Dans les équipages de mitrailleuses, les manquants furent vite remplacés

par des mitrailleurs de réserve, qui avaient dû rester auprès des conducteurs

de train. Le jour se leva lentement. Un léger brouillard s'étendait; on pouvait

à peine voir à trois cents ou quatre cents mètres devant soi. Le commandant

de compagnie, assez excité, passait chez tous les groupes pour nous encourager

à faire pleinement notre devoir. Alors qu'il nous parlait, quelques obus

vinrent dans notre direction en sifflant et éclatèrent près de nous. L'officier

sauta dans notre trou pour se mettre à l'abri. Je lui dis: «Mon capitaine, je n'y

vois pas clair dans cette affaire; où on est, où est le front anglais ?» Le

capitaine sortit une carte sur laquelle figurait le détail de la région et de nos

positions. Notre division était engagée sur une largeur de cinq cents mètres.

Devant nous étaient retranchés les autres régiments de la division. Notre

bataillon se trouvait dans le dernier échelon d'attaque. Nous devions dépasser

un petit bois et puis pousser en ligne directe vers le village de Cachy.

                                  218

 

 Attaque de Villers-Bretonneux, fin avril 1918

 

 24 avril, six heures trente du matin. Tout était calme; à peine quelques

coups de canon. Ce silence devenait presque insupportable. Il me semblait que

les deux parties reprenaient leur souffle et leur courage, avant de se jeter l'une

sur l'autre pour s'entre-tuer.

  A sept heures précises, l'artillerie allemande ouvrit un feu roulant. D'un

seul coup, huit cents pièces se mirent à lâcher leurs salves d'acier, sans

discontinuer; pendant une heure, les canons ont tonné et crépité sans arrêt.

Lignes d'un jeu de données de pointage:
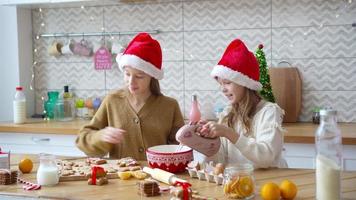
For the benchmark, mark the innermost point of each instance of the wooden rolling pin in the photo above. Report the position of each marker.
(163, 176)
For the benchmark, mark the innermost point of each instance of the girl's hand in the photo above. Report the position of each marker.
(200, 125)
(113, 135)
(213, 129)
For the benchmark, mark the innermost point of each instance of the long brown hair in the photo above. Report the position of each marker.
(244, 110)
(154, 87)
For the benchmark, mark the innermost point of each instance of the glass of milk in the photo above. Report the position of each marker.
(48, 172)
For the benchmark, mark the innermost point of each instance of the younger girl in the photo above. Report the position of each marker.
(249, 128)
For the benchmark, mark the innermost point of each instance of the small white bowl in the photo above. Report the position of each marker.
(192, 172)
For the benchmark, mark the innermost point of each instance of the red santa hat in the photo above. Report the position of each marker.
(143, 53)
(239, 65)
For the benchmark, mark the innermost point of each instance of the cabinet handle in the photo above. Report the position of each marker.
(40, 140)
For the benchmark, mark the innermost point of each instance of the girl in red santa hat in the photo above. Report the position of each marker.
(137, 117)
(250, 128)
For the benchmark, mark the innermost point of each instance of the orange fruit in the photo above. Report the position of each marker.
(270, 191)
(288, 189)
(246, 186)
(26, 165)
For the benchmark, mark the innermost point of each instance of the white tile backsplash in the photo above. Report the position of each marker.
(314, 36)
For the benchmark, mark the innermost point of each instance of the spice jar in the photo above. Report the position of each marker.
(239, 182)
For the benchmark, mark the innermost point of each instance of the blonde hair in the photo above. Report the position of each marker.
(154, 87)
(244, 111)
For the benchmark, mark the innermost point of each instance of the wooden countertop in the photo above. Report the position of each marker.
(301, 132)
(120, 189)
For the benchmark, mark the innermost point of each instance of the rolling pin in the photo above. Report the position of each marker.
(163, 176)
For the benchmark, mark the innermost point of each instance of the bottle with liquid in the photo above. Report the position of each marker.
(68, 105)
(47, 173)
(50, 104)
(194, 115)
(328, 157)
(19, 105)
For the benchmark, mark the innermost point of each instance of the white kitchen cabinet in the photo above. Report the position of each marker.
(32, 143)
(300, 155)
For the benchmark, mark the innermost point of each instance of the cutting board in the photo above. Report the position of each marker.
(287, 90)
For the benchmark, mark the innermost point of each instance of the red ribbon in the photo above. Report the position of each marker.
(94, 170)
(185, 186)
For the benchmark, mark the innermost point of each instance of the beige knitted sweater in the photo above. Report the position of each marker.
(156, 123)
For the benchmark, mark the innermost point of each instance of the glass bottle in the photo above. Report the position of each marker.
(68, 105)
(239, 182)
(328, 157)
(50, 104)
(19, 106)
(47, 173)
(194, 115)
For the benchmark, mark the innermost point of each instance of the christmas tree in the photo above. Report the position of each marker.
(266, 91)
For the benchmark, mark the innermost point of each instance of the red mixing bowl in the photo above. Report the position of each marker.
(172, 158)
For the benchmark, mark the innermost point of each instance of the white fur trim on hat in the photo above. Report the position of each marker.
(140, 64)
(236, 77)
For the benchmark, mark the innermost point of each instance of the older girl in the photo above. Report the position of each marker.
(132, 119)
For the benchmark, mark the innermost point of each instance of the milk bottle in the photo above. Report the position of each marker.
(328, 157)
(19, 106)
(47, 173)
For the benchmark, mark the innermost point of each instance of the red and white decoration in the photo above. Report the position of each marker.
(143, 53)
(28, 185)
(239, 65)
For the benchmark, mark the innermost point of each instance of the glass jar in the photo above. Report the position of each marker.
(64, 109)
(47, 173)
(239, 182)
(50, 104)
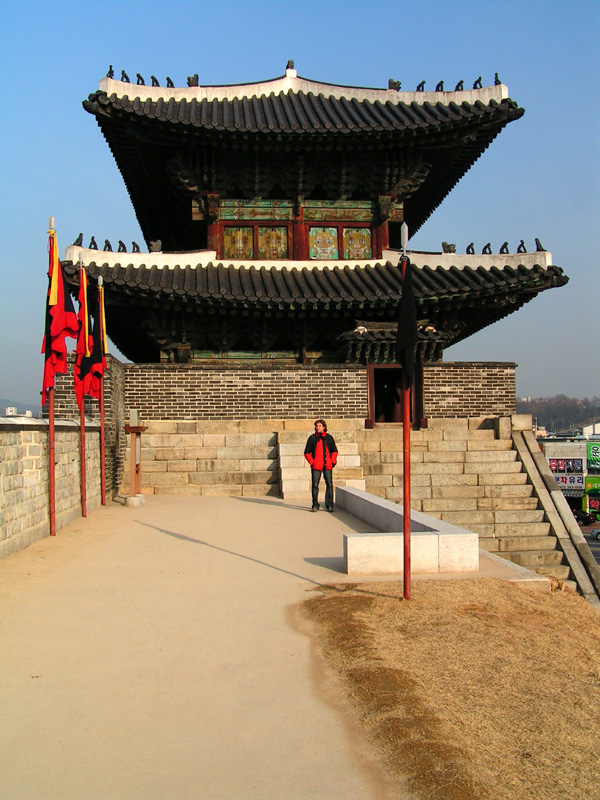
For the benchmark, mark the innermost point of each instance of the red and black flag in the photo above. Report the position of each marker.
(90, 362)
(407, 336)
(61, 320)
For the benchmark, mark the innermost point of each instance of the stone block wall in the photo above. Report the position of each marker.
(469, 389)
(65, 408)
(24, 501)
(209, 458)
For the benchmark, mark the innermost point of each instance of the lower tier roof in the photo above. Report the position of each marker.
(456, 295)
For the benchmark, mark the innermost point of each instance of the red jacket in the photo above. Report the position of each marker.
(320, 451)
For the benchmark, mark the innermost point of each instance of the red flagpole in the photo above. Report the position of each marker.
(101, 398)
(406, 472)
(51, 462)
(102, 454)
(82, 460)
(84, 319)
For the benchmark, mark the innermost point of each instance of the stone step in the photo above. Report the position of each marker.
(511, 490)
(521, 529)
(519, 517)
(495, 456)
(492, 467)
(347, 472)
(438, 505)
(560, 571)
(535, 558)
(515, 543)
(508, 504)
(487, 478)
(448, 492)
(489, 445)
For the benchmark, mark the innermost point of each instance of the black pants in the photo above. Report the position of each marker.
(316, 477)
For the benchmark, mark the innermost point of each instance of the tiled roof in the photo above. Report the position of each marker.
(304, 113)
(375, 285)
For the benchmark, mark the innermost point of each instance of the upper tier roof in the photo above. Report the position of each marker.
(290, 138)
(291, 82)
(300, 106)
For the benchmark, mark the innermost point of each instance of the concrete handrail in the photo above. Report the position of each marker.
(534, 466)
(566, 515)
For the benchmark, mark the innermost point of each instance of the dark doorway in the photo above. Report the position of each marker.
(387, 384)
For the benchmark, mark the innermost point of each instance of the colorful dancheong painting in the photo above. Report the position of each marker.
(322, 243)
(272, 242)
(238, 242)
(357, 243)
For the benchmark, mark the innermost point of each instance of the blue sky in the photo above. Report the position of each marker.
(541, 177)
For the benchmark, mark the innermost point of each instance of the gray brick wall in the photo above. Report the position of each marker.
(24, 501)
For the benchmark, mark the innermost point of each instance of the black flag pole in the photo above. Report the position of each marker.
(406, 340)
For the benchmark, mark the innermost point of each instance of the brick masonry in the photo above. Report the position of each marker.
(180, 393)
(24, 501)
(226, 393)
(469, 389)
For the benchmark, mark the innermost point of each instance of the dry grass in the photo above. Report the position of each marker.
(472, 689)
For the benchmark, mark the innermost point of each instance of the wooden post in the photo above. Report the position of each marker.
(406, 469)
(135, 430)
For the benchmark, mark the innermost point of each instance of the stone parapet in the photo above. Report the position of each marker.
(24, 500)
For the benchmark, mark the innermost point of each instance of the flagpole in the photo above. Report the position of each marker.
(51, 440)
(82, 414)
(60, 324)
(405, 447)
(51, 462)
(101, 398)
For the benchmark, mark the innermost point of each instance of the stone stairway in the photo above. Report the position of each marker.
(464, 474)
(294, 471)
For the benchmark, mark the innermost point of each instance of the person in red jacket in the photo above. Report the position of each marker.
(321, 454)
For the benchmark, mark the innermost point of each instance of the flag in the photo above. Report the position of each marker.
(407, 335)
(90, 362)
(61, 321)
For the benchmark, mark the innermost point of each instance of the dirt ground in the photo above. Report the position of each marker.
(472, 689)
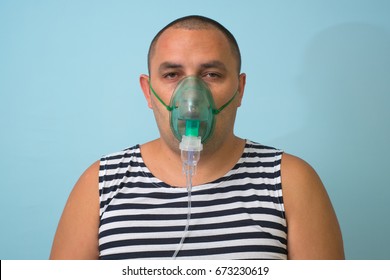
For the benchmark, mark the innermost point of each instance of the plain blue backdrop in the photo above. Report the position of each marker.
(318, 86)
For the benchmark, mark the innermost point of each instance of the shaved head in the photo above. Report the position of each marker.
(198, 23)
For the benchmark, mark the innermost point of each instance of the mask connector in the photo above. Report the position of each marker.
(190, 147)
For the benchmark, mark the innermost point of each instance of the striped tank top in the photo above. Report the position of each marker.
(238, 216)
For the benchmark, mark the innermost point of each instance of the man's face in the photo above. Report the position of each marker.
(203, 53)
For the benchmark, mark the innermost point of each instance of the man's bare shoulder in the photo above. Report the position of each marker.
(76, 236)
(313, 229)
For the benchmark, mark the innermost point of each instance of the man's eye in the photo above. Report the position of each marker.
(171, 75)
(211, 75)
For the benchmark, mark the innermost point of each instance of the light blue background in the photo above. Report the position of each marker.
(318, 86)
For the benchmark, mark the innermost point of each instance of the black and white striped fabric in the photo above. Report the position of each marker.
(239, 216)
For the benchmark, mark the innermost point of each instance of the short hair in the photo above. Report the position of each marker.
(195, 22)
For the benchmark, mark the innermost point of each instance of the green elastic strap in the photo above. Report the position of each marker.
(217, 111)
(169, 108)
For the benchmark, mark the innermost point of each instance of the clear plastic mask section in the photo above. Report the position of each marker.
(192, 113)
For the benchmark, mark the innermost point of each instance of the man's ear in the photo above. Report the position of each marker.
(145, 86)
(241, 87)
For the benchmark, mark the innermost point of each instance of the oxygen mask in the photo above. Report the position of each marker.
(192, 119)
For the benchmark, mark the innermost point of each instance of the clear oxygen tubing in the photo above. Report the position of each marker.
(190, 154)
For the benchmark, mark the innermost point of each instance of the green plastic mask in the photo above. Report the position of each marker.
(192, 109)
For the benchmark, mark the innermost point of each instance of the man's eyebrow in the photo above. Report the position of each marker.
(214, 64)
(169, 65)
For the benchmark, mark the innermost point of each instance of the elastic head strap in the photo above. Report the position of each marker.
(217, 111)
(169, 108)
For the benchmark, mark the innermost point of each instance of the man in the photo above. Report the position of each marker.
(248, 201)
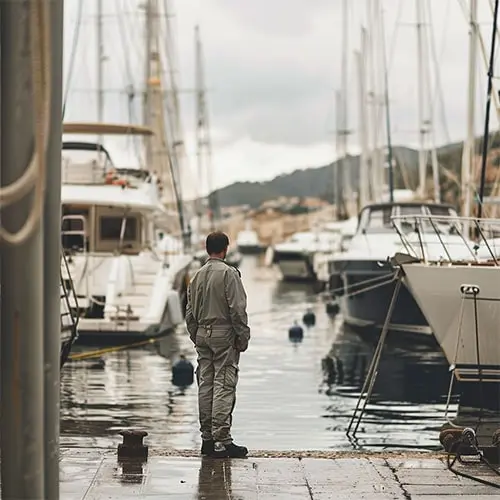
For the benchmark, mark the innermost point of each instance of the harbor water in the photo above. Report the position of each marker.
(291, 396)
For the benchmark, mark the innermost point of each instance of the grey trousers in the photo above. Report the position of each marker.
(217, 376)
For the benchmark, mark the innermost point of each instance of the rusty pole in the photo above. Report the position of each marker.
(21, 271)
(52, 262)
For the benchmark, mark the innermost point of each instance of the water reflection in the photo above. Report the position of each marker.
(409, 397)
(214, 479)
(290, 396)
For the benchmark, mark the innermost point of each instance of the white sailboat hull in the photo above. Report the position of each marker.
(445, 294)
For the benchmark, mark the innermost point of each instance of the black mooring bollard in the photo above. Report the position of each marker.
(132, 446)
(296, 333)
(309, 318)
(182, 373)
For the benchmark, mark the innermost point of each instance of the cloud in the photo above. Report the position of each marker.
(271, 69)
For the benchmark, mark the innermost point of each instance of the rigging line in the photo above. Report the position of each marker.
(438, 90)
(488, 107)
(74, 47)
(394, 36)
(171, 122)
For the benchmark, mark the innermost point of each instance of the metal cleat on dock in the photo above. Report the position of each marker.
(132, 446)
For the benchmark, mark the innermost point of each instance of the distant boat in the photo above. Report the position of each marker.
(247, 241)
(295, 257)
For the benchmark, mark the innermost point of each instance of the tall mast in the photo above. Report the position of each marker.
(429, 118)
(375, 164)
(343, 132)
(363, 177)
(422, 156)
(337, 192)
(469, 144)
(488, 109)
(100, 62)
(387, 111)
(148, 48)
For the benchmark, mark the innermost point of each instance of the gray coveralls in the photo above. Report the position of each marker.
(217, 323)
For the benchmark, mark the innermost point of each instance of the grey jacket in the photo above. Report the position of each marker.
(216, 298)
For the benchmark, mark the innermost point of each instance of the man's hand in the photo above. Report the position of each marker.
(241, 343)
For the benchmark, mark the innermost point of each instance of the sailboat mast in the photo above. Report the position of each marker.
(363, 177)
(422, 156)
(100, 62)
(204, 149)
(387, 111)
(488, 109)
(146, 111)
(469, 145)
(343, 132)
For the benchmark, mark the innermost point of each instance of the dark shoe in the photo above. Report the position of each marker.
(207, 447)
(230, 450)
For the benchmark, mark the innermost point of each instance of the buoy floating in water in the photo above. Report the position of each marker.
(332, 308)
(183, 373)
(309, 318)
(296, 332)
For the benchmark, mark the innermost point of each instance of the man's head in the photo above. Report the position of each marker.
(216, 244)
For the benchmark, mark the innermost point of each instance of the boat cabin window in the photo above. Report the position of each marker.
(75, 228)
(376, 220)
(110, 228)
(118, 231)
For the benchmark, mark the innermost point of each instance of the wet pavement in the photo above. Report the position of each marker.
(283, 402)
(92, 476)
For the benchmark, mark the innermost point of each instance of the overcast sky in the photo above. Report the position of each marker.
(271, 70)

» TÂCHES À RÉALISER
1. D'après l'extrait du document, sur quelle largeur la division du narrateur était-elle engagée ?
2. Recopiez tout le passage de l'extrait du document, de "vois pas clair" jusqu'à "cinq cents mètres.", en renommant "carte" en "plan".

» RÉSULTATS PAR TÂCHE
1. Elle était engagée sur une largeur de cinq cents mètres.

2.
vois pas clair dans cette affaire; où on est, où est le front anglais ?» Le

capitaine sortit une plan sur laquelle figurait le détail de la région et de nos

positions. Notre division était engagée sur une largeur de cinq cents mètres.